Stated problem a
Please output a passage from the post on equality and holism below without changes, beginning at the words "I'm not trying" and stopping after the words "than the other.".

Document segment

——

Maybe this phrasing helps "the same object expressed in different ways". That's one meaning behind 'equals'. 10 = 1+...4 --> 10 really is 1+...4. So if mathematically we can treat the same object in multiple ways via equals, and holism and Maudlin are saying: one way you cannot treat an object is just summing its separate parts to equal the whole, is there a conflict in something like the 10 = 1+...4 example, where LHS and RHS really are the same? Is the mathematical structure of equals and plus preserving holism?

--

I'm not trying to be provocative. I just wanted some perspective (good and bad) on this thought I had.

In mathematics, 1+2+3+4 = 10 means both sides of the equals sign are the exact same in any mathematical context. Or said differently, equal operations done to both sides will preserve the their equal relation. If left and right have some kind of difference, it is not picked out in the math. For any operation, each side will have the same mathematical behavior. In the realm of mathematics, = means each side can be swapped for all mathematical purposes. And I think even further, each side really is the other. 10 really is 1+2+3+4 and really is 2*5, etc. Just like an equation can be thought of as a function, it also has a geometric interpretation too. Neither is more correct than the other.

——

Working data
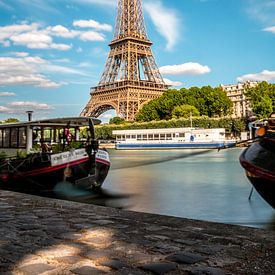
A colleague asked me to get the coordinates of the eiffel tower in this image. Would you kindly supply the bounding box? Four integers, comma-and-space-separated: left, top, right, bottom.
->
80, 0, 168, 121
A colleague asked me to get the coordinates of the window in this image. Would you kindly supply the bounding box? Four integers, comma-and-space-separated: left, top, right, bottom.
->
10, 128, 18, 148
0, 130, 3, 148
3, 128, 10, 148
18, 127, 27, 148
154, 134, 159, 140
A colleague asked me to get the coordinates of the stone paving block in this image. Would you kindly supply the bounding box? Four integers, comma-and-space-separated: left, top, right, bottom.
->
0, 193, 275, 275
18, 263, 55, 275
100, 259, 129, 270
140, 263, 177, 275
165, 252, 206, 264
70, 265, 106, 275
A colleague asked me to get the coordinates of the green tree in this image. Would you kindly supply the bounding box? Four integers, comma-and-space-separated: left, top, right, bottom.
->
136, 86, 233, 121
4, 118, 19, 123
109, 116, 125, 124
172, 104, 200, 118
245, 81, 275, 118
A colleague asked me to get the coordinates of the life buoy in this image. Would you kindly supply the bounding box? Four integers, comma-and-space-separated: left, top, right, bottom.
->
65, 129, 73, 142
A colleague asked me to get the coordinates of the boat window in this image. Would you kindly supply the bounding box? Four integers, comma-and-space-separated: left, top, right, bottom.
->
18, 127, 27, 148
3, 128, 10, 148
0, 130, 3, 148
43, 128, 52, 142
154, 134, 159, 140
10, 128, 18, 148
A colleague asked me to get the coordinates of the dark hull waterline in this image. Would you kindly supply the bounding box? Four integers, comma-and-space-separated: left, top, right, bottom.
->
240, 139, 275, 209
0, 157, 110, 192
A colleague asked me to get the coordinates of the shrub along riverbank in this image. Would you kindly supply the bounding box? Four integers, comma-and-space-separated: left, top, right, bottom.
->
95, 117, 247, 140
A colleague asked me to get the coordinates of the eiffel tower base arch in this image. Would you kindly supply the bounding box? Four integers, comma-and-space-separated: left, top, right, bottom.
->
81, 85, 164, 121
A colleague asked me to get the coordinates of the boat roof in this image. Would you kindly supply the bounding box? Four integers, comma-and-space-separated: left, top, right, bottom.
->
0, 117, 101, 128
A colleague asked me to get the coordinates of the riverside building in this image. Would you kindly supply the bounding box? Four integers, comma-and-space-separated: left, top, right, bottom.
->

——

Stated problem b
Pull out every line of the entries above that contains the string "eiffel", matching case exactly.

Exercise response a
I'm not trying to be provocative. I just wanted some perspective (good and bad) on this thought I had.

In mathematics, 1+2+3+4 = 10 means both sides of the equals sign are the exact same in any mathematical context. Or said differently, equal operations done to both sides will preserve the their equal relation. If left and right have some kind of difference, it is not picked out in the math. For any operation, each side will have the same mathematical behavior. In the realm of mathematics, = means each side can be swapped for all mathematical purposes. And I think even further, each side really is the other. 10 really is 1+2+3+4 and really is 2*5, etc. Just like an equation can be thought of as a function, it also has a geometric interpretation too. Neither is more correct than the other.

Exercise response b
A colleague asked me to get the coordinates of the eiffel tower in this image. Would you kindly supply the bounding box? Four integers, comma-and-space-separated: left, top, right, bottom.
A colleague asked me to get the coordinates of the eiffel tower base arch in this image. Would you kindly supply the bounding box? Four integers, comma-and-space-separated: left, top, right, bottom.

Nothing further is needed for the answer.